## ENUNCIADO
No trecho sobre a resolução de PLD/FTP para a mineração, a quais artigos se refere o prazo de até 01.01.2024?

## TRECHO DA PÁGINA

Todavia, o prazo de até 01.01.2024 não está muito distante e refere-se exclusivamente aos artigos 16 e 17.

Podemos afirmar que esta Resolução é um importante marco regulatório para o setor de mineração de pedras e metais preciosos no Brasil introduzindo uma série de requisitos e deveres de PLD/FTP para este segmento.

No mundo moderno dos negócios, a busca pelo lucro deve sempre vir acompanhada de visão de longo prazo pautada em princípios inabaláveis como o fiel cumprimento às leis, a adoção de melhores práticas efetivas, a sustentabilidade, a equidade de tratamento de colaboradores e contrapartes, a transparência e, compilando tudo isso, a integridade. A conta sempre chega – e com um alto custo – para aqueles que negligenciam o cumprimento regulatório ou adoção de melhores práticas, bem como para os que adotam o Compliance e seus temas correlatos – ESG, somente para citar um – como um mecanismo meramente oportunista e “vendem” aquilo que parecem ter – “o compliance de papel” – ou, em alguns casos, que até possuem, mas não acreditam efetivamente em sua real importância. Tem só porque tem que ter. O famoso “estar compliance”.

No entanto, como toda nova legislação ou tendência de mercado, os desafios são complexos, porém, junto a estes, surgem também ótimas oportunidades e, normalmente, quem larga na frente, leva vantagem competitiva.

Para as empresas de mineração que buscam “ser compliance” como algo estratégico, genuíno e buscam inseri-lo como parte de sua cultura corporativa e sua essência (o tal “fit cultural”), o resultado não será uma multa impagável ou noites sem dormir devido a notícias ou boatos na mídia. Em vez disso, colherão lucros sustentáveis, credibilidade e durabilidade nos negócios.

## DADOS
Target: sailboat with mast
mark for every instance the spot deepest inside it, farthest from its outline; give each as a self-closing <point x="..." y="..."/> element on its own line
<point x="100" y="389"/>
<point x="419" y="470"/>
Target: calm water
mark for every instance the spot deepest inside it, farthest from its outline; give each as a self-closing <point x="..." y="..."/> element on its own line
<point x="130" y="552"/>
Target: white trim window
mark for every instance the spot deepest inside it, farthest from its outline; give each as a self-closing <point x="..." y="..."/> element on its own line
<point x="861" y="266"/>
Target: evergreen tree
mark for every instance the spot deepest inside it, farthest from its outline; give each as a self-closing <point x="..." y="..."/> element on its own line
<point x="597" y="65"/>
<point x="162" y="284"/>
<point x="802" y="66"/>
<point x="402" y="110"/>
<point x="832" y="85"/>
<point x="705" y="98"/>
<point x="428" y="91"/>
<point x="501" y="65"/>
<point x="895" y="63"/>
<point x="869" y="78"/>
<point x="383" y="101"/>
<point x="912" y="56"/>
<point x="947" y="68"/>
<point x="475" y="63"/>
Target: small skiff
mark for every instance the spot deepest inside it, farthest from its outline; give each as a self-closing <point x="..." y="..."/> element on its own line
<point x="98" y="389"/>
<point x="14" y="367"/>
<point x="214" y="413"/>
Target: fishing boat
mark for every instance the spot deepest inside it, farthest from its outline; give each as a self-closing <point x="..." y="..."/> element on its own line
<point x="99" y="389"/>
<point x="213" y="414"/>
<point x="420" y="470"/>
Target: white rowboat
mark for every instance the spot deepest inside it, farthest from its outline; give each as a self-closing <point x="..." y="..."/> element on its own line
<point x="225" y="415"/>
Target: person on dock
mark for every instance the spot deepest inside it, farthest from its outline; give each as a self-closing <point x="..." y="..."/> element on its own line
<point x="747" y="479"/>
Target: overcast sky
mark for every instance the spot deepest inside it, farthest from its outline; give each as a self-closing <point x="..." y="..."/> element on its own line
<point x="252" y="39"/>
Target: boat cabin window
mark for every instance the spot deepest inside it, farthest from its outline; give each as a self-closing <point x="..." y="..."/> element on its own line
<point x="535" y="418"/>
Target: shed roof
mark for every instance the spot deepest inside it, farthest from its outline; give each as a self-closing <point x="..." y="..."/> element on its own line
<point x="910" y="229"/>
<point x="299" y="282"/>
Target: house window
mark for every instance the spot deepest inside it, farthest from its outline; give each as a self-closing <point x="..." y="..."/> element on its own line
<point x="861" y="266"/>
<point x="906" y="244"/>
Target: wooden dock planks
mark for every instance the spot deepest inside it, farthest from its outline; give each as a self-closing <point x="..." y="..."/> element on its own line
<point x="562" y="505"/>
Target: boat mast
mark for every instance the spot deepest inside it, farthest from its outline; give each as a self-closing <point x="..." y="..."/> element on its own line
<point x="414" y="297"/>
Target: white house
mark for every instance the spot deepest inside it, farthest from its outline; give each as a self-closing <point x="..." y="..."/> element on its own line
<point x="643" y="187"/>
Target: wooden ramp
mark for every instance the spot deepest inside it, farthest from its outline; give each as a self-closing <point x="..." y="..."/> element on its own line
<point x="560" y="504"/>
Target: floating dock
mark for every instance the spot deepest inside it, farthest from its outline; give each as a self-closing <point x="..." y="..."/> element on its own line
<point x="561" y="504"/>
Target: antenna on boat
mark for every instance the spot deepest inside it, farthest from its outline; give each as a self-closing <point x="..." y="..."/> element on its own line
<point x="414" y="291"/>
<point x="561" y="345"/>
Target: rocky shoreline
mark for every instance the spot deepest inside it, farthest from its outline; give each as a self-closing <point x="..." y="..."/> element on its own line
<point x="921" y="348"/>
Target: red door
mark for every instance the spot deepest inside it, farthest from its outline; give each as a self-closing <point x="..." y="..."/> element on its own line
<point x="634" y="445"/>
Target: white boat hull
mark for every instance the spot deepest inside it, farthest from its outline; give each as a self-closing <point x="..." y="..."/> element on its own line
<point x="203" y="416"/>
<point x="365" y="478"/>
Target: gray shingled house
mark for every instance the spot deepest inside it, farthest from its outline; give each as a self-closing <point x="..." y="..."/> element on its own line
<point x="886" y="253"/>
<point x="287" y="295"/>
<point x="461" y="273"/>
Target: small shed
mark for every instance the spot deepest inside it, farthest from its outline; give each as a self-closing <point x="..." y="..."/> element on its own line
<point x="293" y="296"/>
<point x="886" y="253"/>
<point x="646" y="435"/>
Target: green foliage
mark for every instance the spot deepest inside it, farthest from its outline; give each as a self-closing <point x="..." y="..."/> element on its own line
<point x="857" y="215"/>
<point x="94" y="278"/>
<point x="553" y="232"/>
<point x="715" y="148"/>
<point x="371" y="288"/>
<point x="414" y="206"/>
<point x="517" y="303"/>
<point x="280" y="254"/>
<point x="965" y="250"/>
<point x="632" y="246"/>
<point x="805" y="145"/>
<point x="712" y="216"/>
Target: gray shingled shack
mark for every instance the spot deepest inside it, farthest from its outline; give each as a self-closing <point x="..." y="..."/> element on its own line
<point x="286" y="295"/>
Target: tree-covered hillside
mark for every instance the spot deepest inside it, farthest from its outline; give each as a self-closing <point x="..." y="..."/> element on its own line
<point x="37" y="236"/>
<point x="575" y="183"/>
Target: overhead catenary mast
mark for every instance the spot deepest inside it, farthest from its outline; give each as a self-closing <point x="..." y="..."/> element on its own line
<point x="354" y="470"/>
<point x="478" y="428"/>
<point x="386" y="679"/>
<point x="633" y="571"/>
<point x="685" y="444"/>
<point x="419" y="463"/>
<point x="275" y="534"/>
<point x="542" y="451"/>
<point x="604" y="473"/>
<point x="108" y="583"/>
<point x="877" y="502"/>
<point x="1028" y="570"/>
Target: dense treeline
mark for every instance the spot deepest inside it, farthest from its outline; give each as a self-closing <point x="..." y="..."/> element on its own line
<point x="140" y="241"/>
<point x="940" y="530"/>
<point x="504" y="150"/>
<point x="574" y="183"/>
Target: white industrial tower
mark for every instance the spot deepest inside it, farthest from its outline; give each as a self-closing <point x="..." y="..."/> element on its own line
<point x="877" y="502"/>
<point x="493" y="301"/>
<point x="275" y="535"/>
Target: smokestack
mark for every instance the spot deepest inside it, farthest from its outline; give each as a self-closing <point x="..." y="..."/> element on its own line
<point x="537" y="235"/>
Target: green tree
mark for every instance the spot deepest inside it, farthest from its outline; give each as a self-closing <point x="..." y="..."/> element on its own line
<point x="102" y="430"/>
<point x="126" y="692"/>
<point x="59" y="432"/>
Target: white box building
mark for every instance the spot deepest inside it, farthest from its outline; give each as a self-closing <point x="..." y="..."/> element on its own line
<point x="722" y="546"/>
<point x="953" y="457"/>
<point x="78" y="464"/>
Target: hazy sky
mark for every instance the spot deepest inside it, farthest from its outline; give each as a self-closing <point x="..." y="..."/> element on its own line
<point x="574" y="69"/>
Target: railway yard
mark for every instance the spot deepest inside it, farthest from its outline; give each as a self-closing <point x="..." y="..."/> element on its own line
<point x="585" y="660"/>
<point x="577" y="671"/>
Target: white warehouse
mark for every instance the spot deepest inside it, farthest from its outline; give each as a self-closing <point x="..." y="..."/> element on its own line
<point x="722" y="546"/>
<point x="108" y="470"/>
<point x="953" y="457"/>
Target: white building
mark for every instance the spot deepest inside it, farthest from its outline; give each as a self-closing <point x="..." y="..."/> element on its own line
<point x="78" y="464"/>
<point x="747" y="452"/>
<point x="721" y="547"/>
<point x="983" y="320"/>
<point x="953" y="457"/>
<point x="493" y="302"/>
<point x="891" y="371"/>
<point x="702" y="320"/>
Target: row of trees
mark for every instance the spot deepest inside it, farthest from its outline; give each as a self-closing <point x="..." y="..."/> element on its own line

## RESPOSTA COMPLETA
Refere-se exclusivamente aos artigos 16 e 17.